Work required: Rewrite the items starting at the line that contains "[indicate] range hood" and running through the end of the items, with every "white" changed to "ivory" and nothing else altered. Leave the pictures out of your answer.

Data excerpts:
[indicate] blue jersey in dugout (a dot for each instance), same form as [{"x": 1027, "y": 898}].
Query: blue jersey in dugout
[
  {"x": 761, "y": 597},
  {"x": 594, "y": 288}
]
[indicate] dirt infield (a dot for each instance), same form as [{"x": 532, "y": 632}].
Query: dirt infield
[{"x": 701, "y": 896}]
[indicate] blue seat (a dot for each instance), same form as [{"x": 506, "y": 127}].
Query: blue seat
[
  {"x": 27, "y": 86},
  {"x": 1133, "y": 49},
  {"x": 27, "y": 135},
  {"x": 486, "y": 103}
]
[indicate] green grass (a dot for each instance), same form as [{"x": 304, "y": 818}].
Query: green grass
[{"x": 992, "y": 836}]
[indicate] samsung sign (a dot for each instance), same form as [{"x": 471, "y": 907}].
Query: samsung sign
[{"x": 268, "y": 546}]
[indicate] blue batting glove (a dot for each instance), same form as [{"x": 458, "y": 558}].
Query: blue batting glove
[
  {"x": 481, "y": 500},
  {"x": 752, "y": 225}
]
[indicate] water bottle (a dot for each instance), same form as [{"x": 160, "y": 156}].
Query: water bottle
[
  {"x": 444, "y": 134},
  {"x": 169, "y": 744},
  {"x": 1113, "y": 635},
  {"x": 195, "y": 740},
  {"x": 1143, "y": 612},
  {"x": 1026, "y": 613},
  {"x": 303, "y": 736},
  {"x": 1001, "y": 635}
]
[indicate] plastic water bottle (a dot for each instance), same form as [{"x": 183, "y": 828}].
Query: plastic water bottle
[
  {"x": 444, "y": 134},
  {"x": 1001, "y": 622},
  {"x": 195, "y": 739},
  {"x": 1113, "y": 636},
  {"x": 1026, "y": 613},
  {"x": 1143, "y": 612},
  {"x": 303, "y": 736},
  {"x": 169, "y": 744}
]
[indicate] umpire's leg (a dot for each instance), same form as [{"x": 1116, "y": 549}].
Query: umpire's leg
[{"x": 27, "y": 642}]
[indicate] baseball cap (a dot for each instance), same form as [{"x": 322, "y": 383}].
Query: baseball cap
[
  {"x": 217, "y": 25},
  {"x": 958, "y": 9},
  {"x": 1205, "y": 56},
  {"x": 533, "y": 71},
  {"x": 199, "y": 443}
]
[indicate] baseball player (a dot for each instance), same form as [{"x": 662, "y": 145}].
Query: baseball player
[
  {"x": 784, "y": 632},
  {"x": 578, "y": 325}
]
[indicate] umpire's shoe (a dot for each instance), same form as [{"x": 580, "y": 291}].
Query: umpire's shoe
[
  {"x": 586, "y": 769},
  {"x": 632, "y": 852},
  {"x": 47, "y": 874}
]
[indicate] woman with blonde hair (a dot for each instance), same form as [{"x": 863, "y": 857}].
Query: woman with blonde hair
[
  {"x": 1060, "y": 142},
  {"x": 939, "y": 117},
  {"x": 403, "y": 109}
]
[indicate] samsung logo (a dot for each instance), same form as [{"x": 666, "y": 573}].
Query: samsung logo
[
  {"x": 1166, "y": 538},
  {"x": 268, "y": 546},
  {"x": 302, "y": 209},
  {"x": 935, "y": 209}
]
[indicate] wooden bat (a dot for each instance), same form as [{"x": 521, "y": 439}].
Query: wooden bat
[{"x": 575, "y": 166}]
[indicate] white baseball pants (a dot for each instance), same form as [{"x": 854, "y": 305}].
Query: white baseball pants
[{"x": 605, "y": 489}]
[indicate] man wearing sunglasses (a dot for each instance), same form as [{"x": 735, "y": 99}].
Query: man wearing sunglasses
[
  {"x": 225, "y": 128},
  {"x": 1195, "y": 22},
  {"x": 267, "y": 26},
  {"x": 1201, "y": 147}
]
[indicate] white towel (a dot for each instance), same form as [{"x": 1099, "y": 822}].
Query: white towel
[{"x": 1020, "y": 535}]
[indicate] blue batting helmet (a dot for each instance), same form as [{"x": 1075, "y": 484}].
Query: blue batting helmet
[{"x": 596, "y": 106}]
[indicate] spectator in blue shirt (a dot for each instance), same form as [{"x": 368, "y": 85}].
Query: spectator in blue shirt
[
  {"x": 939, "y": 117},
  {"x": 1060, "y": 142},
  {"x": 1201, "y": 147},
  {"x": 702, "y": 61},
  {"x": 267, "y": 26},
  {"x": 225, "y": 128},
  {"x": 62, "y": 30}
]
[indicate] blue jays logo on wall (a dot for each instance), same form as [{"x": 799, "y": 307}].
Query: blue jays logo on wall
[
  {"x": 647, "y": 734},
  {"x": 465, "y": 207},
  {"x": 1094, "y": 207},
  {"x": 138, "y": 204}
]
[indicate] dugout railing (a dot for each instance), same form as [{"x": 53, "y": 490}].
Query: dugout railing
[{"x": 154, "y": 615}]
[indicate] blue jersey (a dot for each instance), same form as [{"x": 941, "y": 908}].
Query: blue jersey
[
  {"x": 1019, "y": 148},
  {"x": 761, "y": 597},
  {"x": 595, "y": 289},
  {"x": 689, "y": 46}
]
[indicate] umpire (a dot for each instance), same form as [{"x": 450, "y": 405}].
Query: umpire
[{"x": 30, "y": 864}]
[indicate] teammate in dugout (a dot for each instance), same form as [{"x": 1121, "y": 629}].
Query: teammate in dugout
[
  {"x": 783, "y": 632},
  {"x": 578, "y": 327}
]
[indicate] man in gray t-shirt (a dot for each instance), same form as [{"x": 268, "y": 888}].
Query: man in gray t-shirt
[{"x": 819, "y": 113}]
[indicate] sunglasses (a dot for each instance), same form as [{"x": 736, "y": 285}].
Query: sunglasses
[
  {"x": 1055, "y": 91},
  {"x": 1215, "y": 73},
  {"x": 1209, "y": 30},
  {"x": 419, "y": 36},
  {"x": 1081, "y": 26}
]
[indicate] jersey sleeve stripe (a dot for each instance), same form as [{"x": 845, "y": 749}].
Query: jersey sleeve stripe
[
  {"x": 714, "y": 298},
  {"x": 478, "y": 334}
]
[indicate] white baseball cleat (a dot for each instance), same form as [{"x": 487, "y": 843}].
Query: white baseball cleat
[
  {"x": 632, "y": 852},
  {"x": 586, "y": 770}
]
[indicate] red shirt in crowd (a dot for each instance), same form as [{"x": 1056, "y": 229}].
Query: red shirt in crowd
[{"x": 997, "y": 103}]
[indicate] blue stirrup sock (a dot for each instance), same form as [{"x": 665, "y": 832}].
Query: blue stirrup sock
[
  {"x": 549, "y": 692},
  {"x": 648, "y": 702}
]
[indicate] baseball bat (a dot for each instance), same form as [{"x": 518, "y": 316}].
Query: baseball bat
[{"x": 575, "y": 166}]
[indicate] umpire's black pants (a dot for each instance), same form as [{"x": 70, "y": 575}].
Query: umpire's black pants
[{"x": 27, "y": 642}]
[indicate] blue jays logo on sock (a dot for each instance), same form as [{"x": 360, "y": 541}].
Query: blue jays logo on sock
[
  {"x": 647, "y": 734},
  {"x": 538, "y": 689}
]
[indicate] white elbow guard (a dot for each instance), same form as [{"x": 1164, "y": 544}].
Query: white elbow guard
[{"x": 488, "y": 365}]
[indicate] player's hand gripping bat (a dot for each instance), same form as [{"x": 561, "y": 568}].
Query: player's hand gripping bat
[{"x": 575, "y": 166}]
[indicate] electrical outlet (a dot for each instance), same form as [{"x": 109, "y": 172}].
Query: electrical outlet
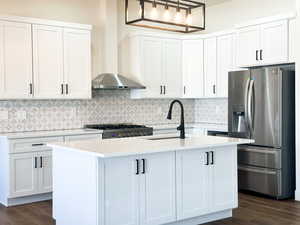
[
  {"x": 3, "y": 115},
  {"x": 21, "y": 115}
]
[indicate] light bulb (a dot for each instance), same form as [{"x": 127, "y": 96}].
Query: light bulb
[
  {"x": 178, "y": 17},
  {"x": 189, "y": 19},
  {"x": 167, "y": 14},
  {"x": 154, "y": 13}
]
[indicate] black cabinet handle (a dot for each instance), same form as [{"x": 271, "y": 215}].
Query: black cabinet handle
[
  {"x": 67, "y": 89},
  {"x": 207, "y": 158},
  {"x": 34, "y": 145},
  {"x": 30, "y": 88},
  {"x": 212, "y": 158},
  {"x": 144, "y": 166},
  {"x": 137, "y": 167}
]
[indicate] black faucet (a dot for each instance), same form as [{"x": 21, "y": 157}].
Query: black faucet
[{"x": 181, "y": 127}]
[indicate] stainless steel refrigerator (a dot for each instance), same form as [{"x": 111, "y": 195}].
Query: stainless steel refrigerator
[{"x": 262, "y": 107}]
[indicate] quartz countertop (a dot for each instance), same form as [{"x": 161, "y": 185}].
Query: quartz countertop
[
  {"x": 144, "y": 145},
  {"x": 52, "y": 133}
]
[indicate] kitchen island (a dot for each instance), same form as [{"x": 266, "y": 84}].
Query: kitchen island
[{"x": 145, "y": 181}]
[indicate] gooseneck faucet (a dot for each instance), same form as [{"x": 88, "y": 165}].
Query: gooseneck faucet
[{"x": 181, "y": 128}]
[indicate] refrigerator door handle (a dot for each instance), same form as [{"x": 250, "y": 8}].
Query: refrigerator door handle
[
  {"x": 246, "y": 102},
  {"x": 250, "y": 110}
]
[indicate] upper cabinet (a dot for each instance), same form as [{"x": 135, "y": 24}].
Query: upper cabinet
[
  {"x": 15, "y": 60},
  {"x": 51, "y": 60},
  {"x": 156, "y": 63},
  {"x": 193, "y": 69},
  {"x": 263, "y": 44}
]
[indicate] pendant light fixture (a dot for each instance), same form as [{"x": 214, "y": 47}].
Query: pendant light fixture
[{"x": 184, "y": 16}]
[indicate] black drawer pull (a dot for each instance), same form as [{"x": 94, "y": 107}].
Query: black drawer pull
[
  {"x": 137, "y": 167},
  {"x": 35, "y": 145}
]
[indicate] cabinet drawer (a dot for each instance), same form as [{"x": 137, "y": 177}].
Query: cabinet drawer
[{"x": 32, "y": 144}]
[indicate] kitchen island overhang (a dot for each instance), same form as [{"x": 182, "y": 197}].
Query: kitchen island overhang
[{"x": 142, "y": 181}]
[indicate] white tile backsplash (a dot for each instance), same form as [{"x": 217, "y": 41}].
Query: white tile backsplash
[{"x": 105, "y": 107}]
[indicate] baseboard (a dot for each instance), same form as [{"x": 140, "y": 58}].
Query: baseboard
[
  {"x": 28, "y": 199},
  {"x": 205, "y": 219}
]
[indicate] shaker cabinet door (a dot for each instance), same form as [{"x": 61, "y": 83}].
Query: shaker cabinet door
[
  {"x": 77, "y": 63},
  {"x": 158, "y": 197},
  {"x": 192, "y": 183},
  {"x": 48, "y": 61},
  {"x": 15, "y": 60},
  {"x": 121, "y": 191}
]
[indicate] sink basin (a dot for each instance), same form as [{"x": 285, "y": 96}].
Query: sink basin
[{"x": 162, "y": 138}]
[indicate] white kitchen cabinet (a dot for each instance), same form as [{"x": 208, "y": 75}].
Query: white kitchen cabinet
[
  {"x": 121, "y": 191},
  {"x": 77, "y": 63},
  {"x": 48, "y": 61},
  {"x": 172, "y": 68},
  {"x": 193, "y": 69},
  {"x": 45, "y": 172},
  {"x": 15, "y": 60},
  {"x": 263, "y": 44},
  {"x": 274, "y": 42},
  {"x": 225, "y": 63},
  {"x": 210, "y": 67},
  {"x": 158, "y": 197},
  {"x": 215, "y": 187},
  {"x": 23, "y": 175},
  {"x": 224, "y": 179},
  {"x": 148, "y": 190},
  {"x": 157, "y": 64},
  {"x": 192, "y": 192}
]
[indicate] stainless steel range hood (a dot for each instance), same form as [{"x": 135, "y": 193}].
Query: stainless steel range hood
[{"x": 110, "y": 81}]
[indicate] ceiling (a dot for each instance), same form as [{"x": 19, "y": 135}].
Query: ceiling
[{"x": 214, "y": 2}]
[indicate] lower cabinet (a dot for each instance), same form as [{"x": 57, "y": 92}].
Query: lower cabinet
[
  {"x": 30, "y": 173},
  {"x": 141, "y": 189},
  {"x": 206, "y": 181}
]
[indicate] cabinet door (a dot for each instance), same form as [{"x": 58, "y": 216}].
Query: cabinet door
[
  {"x": 23, "y": 175},
  {"x": 225, "y": 63},
  {"x": 121, "y": 191},
  {"x": 152, "y": 66},
  {"x": 45, "y": 171},
  {"x": 210, "y": 66},
  {"x": 248, "y": 46},
  {"x": 192, "y": 184},
  {"x": 274, "y": 42},
  {"x": 172, "y": 68},
  {"x": 224, "y": 179},
  {"x": 158, "y": 204},
  {"x": 15, "y": 60},
  {"x": 48, "y": 61},
  {"x": 77, "y": 63},
  {"x": 193, "y": 77}
]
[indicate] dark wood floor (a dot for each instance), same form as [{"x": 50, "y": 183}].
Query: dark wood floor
[{"x": 252, "y": 211}]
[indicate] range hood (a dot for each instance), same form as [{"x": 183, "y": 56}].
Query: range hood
[{"x": 110, "y": 81}]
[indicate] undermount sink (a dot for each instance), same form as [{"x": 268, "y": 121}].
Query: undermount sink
[{"x": 162, "y": 138}]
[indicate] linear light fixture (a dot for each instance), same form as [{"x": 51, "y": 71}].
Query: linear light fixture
[{"x": 183, "y": 16}]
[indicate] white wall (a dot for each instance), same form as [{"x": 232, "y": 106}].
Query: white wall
[{"x": 223, "y": 16}]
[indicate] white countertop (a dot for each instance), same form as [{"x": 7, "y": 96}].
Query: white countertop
[
  {"x": 52, "y": 133},
  {"x": 142, "y": 145}
]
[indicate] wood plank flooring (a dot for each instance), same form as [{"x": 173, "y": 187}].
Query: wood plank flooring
[{"x": 252, "y": 211}]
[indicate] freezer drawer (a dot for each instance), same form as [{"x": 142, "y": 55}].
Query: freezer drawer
[
  {"x": 260, "y": 180},
  {"x": 259, "y": 157}
]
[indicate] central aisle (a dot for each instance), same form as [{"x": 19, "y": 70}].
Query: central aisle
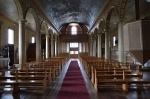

Finished exercise:
[indicate] range hood (a dot for each instance), same form as [{"x": 183, "y": 56}].
Query: range hood
[{"x": 110, "y": 81}]
[indicate] undermount sink (a dot for each instance), same form as [{"x": 268, "y": 121}].
Query: undermount sink
[{"x": 162, "y": 138}]
[indicate] linear light fixture (a dot for each instance), same form as [{"x": 51, "y": 71}].
Query: linear light fixture
[{"x": 183, "y": 16}]
[indicate] ivory wall (a dot for each instance), same form as [{"x": 232, "y": 106}].
Query: ivory wall
[{"x": 223, "y": 16}]
[indicate] ivory countertop (a dot for each instance), same form as [{"x": 7, "y": 96}].
Query: ivory countertop
[
  {"x": 52, "y": 133},
  {"x": 142, "y": 145}
]
[indicate] wood plank flooring (a dot for each instance), same form as [{"x": 173, "y": 187}].
Query: wood plank flooring
[{"x": 252, "y": 211}]
[indicate] freezer drawer (a dot for each instance), same form as [{"x": 142, "y": 55}].
Query: freezer drawer
[
  {"x": 260, "y": 180},
  {"x": 259, "y": 157}
]
[indicate] central aisle (a dot for each instance), same form as [{"x": 19, "y": 70}].
Query: central aisle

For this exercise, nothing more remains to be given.